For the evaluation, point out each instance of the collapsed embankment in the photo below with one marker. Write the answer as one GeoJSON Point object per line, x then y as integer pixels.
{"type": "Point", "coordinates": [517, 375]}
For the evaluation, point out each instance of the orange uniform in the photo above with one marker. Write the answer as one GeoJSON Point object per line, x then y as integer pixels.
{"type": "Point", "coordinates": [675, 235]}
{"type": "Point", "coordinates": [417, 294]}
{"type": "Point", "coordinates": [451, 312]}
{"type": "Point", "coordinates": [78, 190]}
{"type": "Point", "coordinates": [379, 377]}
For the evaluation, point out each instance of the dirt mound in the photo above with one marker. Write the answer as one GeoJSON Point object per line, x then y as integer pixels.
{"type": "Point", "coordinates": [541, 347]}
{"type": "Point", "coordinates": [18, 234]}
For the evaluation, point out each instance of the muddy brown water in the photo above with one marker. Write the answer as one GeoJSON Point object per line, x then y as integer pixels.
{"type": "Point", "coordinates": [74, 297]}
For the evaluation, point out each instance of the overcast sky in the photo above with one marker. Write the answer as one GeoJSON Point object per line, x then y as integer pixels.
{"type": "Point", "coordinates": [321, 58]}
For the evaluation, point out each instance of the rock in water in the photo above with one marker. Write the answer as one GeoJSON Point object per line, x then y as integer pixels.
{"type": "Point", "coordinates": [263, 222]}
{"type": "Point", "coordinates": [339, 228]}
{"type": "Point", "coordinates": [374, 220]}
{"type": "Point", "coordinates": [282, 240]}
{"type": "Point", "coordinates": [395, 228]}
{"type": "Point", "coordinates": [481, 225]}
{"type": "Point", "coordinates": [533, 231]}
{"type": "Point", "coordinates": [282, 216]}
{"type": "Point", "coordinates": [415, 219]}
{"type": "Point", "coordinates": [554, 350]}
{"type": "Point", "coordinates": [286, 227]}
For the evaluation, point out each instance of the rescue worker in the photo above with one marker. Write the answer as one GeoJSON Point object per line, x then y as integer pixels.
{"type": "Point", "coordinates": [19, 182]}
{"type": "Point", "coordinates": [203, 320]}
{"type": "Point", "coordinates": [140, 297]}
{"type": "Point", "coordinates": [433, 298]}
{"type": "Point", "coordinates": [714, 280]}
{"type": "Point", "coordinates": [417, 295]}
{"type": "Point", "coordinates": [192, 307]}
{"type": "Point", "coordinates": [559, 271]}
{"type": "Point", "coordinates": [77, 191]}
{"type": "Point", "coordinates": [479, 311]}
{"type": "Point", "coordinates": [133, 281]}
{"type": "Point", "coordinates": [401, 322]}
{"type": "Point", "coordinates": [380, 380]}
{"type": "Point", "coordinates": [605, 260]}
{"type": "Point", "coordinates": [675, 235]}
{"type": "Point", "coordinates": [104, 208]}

====

WHAT YOU NEED TO DO:
Could you write out the listing above again, changing every "evaluation" to "assessment" and leaving everything else as it is?

TASK RESPONSE:
For the assessment, point out each instance of the collapsed embankment in the photo below with one marker. Write the answer as one GeoJSON Point object per line, x then y as integer pixels.
{"type": "Point", "coordinates": [517, 375]}
For the assessment, point out each instance of the orange uniform in the photo above with one marker. Write the answer as one GeoJSON Point object per line, x then y as integer pixels.
{"type": "Point", "coordinates": [675, 235]}
{"type": "Point", "coordinates": [417, 294]}
{"type": "Point", "coordinates": [451, 312]}
{"type": "Point", "coordinates": [78, 190]}
{"type": "Point", "coordinates": [379, 377]}
For the assessment, point out each instance of the dirt mound in the photo above with one marker. Write the answer as one GeoJSON Point object per line, x then y as integer pixels.
{"type": "Point", "coordinates": [541, 347]}
{"type": "Point", "coordinates": [18, 234]}
For the assessment, point out each instance of the muddy brown water in the photo above with one marker. Write the answer as one GeoJSON Point object per line, x then y as integer pixels.
{"type": "Point", "coordinates": [74, 297]}
For the assessment, point out each instance of the overcast sky in the photo above with one marker. Write the answer as one GeoJSON Point object per line, x then y as integer pixels.
{"type": "Point", "coordinates": [321, 58]}
For the assessment, point out each instance of the rock in water in the photo above with one marker. Write the answer as one GeoJSON Point object per line, x then y as integer pixels.
{"type": "Point", "coordinates": [263, 222]}
{"type": "Point", "coordinates": [339, 228]}
{"type": "Point", "coordinates": [374, 220]}
{"type": "Point", "coordinates": [282, 240]}
{"type": "Point", "coordinates": [395, 228]}
{"type": "Point", "coordinates": [481, 225]}
{"type": "Point", "coordinates": [533, 231]}
{"type": "Point", "coordinates": [282, 216]}
{"type": "Point", "coordinates": [415, 219]}
{"type": "Point", "coordinates": [554, 350]}
{"type": "Point", "coordinates": [286, 227]}
For the assessment, point out each instance of the rescue worker in the photo above with one marker. Write the answer as one GeoJSON Point object per line, x then y as integer pixels.
{"type": "Point", "coordinates": [19, 182]}
{"type": "Point", "coordinates": [203, 320]}
{"type": "Point", "coordinates": [140, 297]}
{"type": "Point", "coordinates": [433, 298]}
{"type": "Point", "coordinates": [714, 280]}
{"type": "Point", "coordinates": [417, 295]}
{"type": "Point", "coordinates": [192, 307]}
{"type": "Point", "coordinates": [559, 271]}
{"type": "Point", "coordinates": [77, 191]}
{"type": "Point", "coordinates": [479, 311]}
{"type": "Point", "coordinates": [133, 281]}
{"type": "Point", "coordinates": [401, 322]}
{"type": "Point", "coordinates": [380, 380]}
{"type": "Point", "coordinates": [605, 260]}
{"type": "Point", "coordinates": [675, 235]}
{"type": "Point", "coordinates": [104, 208]}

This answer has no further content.